Written request:
Put each line of the items below into a Markdown table with two columns, Row and Line. Number the rows in order and leave out blank lines.

Saved entries:

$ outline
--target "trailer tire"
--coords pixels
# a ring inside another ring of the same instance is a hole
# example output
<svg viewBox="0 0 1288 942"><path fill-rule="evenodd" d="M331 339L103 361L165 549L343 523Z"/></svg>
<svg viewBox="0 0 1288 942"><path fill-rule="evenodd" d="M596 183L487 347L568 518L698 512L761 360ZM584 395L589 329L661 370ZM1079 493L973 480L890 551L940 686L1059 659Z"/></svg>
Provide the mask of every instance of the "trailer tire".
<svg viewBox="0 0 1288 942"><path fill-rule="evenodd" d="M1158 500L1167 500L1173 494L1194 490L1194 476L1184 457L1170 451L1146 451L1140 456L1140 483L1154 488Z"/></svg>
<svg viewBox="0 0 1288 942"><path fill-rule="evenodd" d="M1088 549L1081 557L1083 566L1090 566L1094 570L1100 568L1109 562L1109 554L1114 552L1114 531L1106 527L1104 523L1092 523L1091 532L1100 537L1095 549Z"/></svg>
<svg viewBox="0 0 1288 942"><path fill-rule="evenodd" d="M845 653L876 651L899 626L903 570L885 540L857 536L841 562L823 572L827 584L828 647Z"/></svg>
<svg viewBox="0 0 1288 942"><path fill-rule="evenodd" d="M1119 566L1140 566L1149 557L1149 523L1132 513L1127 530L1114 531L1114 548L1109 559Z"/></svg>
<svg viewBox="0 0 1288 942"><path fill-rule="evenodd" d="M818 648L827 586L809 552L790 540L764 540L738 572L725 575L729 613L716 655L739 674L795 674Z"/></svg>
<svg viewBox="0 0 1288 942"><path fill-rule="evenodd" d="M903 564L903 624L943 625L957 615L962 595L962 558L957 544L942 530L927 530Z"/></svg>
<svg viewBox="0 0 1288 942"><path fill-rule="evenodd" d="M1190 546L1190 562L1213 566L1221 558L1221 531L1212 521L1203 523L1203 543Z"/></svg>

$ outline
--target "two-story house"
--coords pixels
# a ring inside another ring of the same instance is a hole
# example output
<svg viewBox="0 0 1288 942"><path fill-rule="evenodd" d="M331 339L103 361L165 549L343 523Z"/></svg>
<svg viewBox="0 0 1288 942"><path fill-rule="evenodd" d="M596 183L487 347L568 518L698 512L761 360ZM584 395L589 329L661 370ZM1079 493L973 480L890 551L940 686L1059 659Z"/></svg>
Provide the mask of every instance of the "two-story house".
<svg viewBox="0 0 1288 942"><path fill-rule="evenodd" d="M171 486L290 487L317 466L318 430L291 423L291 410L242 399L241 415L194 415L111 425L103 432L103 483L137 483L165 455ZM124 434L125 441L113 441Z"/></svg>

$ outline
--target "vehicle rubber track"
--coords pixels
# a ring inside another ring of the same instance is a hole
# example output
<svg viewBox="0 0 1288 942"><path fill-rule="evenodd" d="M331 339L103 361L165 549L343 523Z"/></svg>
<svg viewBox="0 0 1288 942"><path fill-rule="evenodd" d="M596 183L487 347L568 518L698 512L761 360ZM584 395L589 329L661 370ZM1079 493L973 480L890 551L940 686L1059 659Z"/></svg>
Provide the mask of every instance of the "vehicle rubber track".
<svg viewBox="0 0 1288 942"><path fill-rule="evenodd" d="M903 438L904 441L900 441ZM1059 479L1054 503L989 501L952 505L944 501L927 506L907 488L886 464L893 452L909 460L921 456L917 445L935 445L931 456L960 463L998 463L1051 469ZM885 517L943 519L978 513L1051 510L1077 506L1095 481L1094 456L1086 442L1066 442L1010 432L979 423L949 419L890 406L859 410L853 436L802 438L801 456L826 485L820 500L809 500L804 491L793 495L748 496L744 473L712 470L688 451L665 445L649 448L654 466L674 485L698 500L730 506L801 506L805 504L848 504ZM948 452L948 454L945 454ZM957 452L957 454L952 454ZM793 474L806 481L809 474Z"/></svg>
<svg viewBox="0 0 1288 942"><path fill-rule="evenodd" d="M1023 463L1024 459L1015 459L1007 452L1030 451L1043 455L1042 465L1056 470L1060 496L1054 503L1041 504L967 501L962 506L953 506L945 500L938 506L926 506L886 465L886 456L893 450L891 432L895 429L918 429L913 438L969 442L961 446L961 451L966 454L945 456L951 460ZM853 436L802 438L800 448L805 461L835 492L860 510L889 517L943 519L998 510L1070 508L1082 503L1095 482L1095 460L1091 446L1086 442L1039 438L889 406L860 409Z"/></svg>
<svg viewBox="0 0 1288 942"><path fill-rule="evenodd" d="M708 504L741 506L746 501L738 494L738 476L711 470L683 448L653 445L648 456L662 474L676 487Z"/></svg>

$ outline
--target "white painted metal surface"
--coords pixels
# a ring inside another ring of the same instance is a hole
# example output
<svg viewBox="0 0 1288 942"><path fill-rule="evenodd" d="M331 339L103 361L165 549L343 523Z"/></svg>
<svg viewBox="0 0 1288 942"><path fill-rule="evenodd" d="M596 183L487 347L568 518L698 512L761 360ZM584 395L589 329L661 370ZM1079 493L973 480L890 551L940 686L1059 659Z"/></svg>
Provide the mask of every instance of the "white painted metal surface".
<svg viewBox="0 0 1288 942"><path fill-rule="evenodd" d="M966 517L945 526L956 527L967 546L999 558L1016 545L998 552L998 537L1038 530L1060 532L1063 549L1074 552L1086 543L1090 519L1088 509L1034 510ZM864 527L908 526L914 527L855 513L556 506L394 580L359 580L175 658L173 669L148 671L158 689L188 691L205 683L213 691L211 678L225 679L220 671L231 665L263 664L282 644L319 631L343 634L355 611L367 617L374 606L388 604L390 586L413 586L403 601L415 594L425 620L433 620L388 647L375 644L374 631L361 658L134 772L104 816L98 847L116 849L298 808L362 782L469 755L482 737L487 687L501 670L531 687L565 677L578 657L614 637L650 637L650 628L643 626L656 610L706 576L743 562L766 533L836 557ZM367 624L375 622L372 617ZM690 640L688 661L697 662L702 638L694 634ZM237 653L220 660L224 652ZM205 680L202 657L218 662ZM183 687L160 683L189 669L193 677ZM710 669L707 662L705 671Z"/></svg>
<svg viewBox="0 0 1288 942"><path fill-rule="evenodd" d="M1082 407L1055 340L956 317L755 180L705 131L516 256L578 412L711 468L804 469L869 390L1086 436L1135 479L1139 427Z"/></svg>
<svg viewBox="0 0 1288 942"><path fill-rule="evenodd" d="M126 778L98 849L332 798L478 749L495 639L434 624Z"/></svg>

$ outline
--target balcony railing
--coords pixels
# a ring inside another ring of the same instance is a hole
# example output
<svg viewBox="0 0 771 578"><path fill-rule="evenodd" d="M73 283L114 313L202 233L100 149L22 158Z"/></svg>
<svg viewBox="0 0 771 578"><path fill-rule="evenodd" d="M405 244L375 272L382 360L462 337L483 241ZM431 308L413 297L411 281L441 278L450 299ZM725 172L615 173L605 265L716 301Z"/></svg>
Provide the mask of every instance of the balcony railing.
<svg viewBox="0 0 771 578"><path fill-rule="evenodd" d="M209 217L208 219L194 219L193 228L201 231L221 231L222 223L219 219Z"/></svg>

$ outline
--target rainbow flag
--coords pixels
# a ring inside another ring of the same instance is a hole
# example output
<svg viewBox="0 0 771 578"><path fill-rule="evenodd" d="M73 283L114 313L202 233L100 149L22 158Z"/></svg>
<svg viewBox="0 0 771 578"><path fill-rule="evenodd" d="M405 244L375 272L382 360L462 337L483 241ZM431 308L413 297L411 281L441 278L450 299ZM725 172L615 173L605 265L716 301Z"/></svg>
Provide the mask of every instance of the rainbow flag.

The answer:
| Row | Line |
|---|---|
| 1 | $ outline |
| 2 | --target "trailer tire" |
| 3 | --coords pixels |
| 4 | # a ring inside another ring of the same instance is a hole |
| 5 | # example output |
| 6 | <svg viewBox="0 0 1288 942"><path fill-rule="evenodd" d="M331 339L103 361L165 549L343 523Z"/></svg> |
| 7 | <svg viewBox="0 0 1288 942"><path fill-rule="evenodd" d="M596 183L487 347L568 518L698 512L761 360ZM584 395L589 329L661 370ZM1079 493L973 480L890 551L940 686L1059 659Z"/></svg> |
| 8 | Provide the mask of every instance of the "trailer tire". |
| 9 | <svg viewBox="0 0 1288 942"><path fill-rule="evenodd" d="M1158 500L1167 500L1173 494L1194 490L1194 476L1184 457L1170 451L1146 451L1140 456L1140 483L1154 488Z"/></svg> |
| 10 | <svg viewBox="0 0 1288 942"><path fill-rule="evenodd" d="M1088 549L1081 557L1083 566L1090 566L1094 570L1100 568L1109 562L1109 554L1114 552L1114 531L1106 527L1104 523L1092 523L1091 532L1100 537L1095 549Z"/></svg> |
| 11 | <svg viewBox="0 0 1288 942"><path fill-rule="evenodd" d="M845 653L876 651L899 626L903 570L885 540L857 536L841 562L823 572L827 584L828 647Z"/></svg> |
| 12 | <svg viewBox="0 0 1288 942"><path fill-rule="evenodd" d="M1119 566L1140 566L1149 557L1149 523L1132 513L1127 530L1114 531L1114 548L1109 559Z"/></svg> |
| 13 | <svg viewBox="0 0 1288 942"><path fill-rule="evenodd" d="M818 648L827 586L809 552L790 540L764 540L738 572L725 575L729 613L716 655L739 674L795 674Z"/></svg> |
| 14 | <svg viewBox="0 0 1288 942"><path fill-rule="evenodd" d="M903 564L903 624L943 625L957 615L962 595L962 558L957 544L942 530L927 530Z"/></svg> |
| 15 | <svg viewBox="0 0 1288 942"><path fill-rule="evenodd" d="M1190 546L1190 562L1213 566L1221 558L1221 531L1212 521L1203 523L1203 543Z"/></svg> |
| 16 | $ outline |
| 17 | --target "two-story house" |
| 18 | --coords pixels |
| 19 | # a ring inside another ring of the same instance is a hole |
| 20 | # example output |
| 21 | <svg viewBox="0 0 1288 942"><path fill-rule="evenodd" d="M331 339L103 361L165 549L343 523Z"/></svg> |
| 22 | <svg viewBox="0 0 1288 942"><path fill-rule="evenodd" d="M596 183L487 347L568 518L698 512L761 360ZM584 395L589 329L661 370ZM1079 493L973 480L890 551L940 686L1059 659Z"/></svg> |
| 23 | Provide the mask of every instance of the "two-story house". |
| 24 | <svg viewBox="0 0 1288 942"><path fill-rule="evenodd" d="M171 486L290 487L317 466L318 430L291 423L291 410L242 399L241 415L194 415L111 425L103 432L103 483L137 483L165 455ZM124 434L125 441L113 441Z"/></svg> |
| 25 | $ outline |
| 26 | --target "vehicle rubber track" |
| 27 | --coords pixels |
| 28 | # a ring inside another ring of the same instance is a hole |
| 29 | # example output |
| 30 | <svg viewBox="0 0 1288 942"><path fill-rule="evenodd" d="M331 339L103 361L165 549L343 523Z"/></svg> |
| 31 | <svg viewBox="0 0 1288 942"><path fill-rule="evenodd" d="M596 183L487 347L568 518L698 512L761 360ZM584 395L589 329L661 370ZM1079 493L973 480L890 551L940 686L1059 659Z"/></svg> |
| 32 | Provide the mask of every instance of the "vehicle rubber track". |
| 33 | <svg viewBox="0 0 1288 942"><path fill-rule="evenodd" d="M903 438L904 441L900 441ZM1059 479L1054 503L989 501L952 505L944 501L927 506L907 488L886 464L893 452L909 460L921 456L917 445L935 445L931 456L960 463L998 463L1051 469ZM885 517L943 519L978 513L1051 510L1077 506L1095 481L1094 456L1086 442L1066 442L1010 432L979 423L949 419L890 406L859 410L853 436L802 438L801 456L826 485L820 500L809 500L804 491L793 495L748 496L744 473L712 470L688 451L665 445L649 448L654 466L674 485L698 500L730 506L801 506L805 504L848 504ZM948 452L948 454L945 454ZM957 452L957 454L952 454ZM793 474L806 481L809 474Z"/></svg> |
| 34 | <svg viewBox="0 0 1288 942"><path fill-rule="evenodd" d="M1023 463L1024 459L1015 459L1007 452L1030 451L1043 455L1042 465L1056 470L1060 496L1054 503L1041 504L967 501L962 506L953 506L945 500L938 506L926 506L886 465L886 456L893 450L891 432L895 429L918 429L913 438L969 442L961 446L961 451L966 454L945 456L951 460ZM853 436L802 438L800 448L805 461L835 492L860 510L889 517L943 519L998 510L1070 508L1082 503L1095 482L1095 460L1091 446L1086 442L1039 438L889 406L860 409Z"/></svg> |
| 35 | <svg viewBox="0 0 1288 942"><path fill-rule="evenodd" d="M708 504L741 506L746 501L738 494L738 476L711 470L683 448L653 445L648 456L662 474L676 487Z"/></svg> |
| 36 | $ outline |
| 37 | --target "white painted metal surface" |
| 38 | --coords pixels |
| 39 | # a ring inside another ring of the same instance is a hole |
| 40 | # example output |
| 41 | <svg viewBox="0 0 1288 942"><path fill-rule="evenodd" d="M331 339L103 361L165 549L343 523Z"/></svg> |
| 42 | <svg viewBox="0 0 1288 942"><path fill-rule="evenodd" d="M596 183L487 347L568 518L698 512L761 360ZM584 395L589 329L661 370ZM1079 493L973 480L890 551L940 686L1059 659Z"/></svg> |
| 43 | Provide the mask of every instance of the "white painted metal surface". |
| 44 | <svg viewBox="0 0 1288 942"><path fill-rule="evenodd" d="M966 517L945 526L956 527L967 546L999 558L1016 545L998 552L998 537L1038 530L1060 532L1063 549L1074 552L1086 543L1090 519L1088 509L1034 510ZM864 527L908 526L914 527L855 513L556 506L394 580L359 580L175 658L173 669L148 671L158 689L188 691L205 683L213 691L211 678L225 679L220 671L231 665L263 664L282 644L319 631L343 634L355 611L367 617L374 606L388 604L390 586L413 586L403 601L415 594L425 620L433 620L388 647L375 644L374 631L361 658L134 772L104 816L98 847L116 849L298 808L362 782L469 755L482 737L487 687L501 670L531 687L565 677L578 657L614 637L650 637L650 628L643 626L656 610L706 576L743 562L766 533L836 557ZM367 624L375 622L372 617ZM690 640L688 661L697 662L702 638L694 634ZM237 653L220 660L224 652ZM205 680L202 657L218 662ZM183 687L160 683L189 669L193 677ZM710 669L707 662L705 671Z"/></svg> |
| 45 | <svg viewBox="0 0 1288 942"><path fill-rule="evenodd" d="M1082 407L1055 340L956 317L755 180L705 131L516 256L578 412L711 468L804 469L869 390L1086 436L1135 479L1139 427Z"/></svg> |
| 46 | <svg viewBox="0 0 1288 942"><path fill-rule="evenodd" d="M126 778L98 849L332 798L478 749L495 639L434 624Z"/></svg> |
| 47 | $ outline |
| 48 | --target balcony railing |
| 49 | --coords pixels |
| 50 | # a ring inside another ring of the same instance is a hole |
| 51 | # example output |
| 52 | <svg viewBox="0 0 771 578"><path fill-rule="evenodd" d="M73 283L114 313L202 233L100 149L22 158Z"/></svg> |
| 53 | <svg viewBox="0 0 771 578"><path fill-rule="evenodd" d="M405 244L375 272L382 360L462 337L483 241ZM431 308L413 297L411 281L441 278L450 299ZM725 172L615 173L605 265L716 301Z"/></svg> |
| 54 | Provide the mask of every instance of the balcony railing. |
| 55 | <svg viewBox="0 0 771 578"><path fill-rule="evenodd" d="M209 217L208 219L194 219L193 228L201 231L221 231L222 223L219 219Z"/></svg> |
| 56 | $ outline |
| 57 | --target rainbow flag |
| 58 | --coords pixels |
| 59 | # a ring inside another ring of the same instance is a hole |
| 60 | # example output |
| 61 | <svg viewBox="0 0 771 578"><path fill-rule="evenodd" d="M73 283L114 313L202 233L100 149L22 158Z"/></svg> |
| 62 | <svg viewBox="0 0 771 578"><path fill-rule="evenodd" d="M405 244L375 272L382 360L462 337L483 241ZM431 308L413 297L411 281L441 278L450 299ZM725 172L615 173L605 265L716 301Z"/></svg> |
| 63 | Provide the mask of every instance of the rainbow flag. |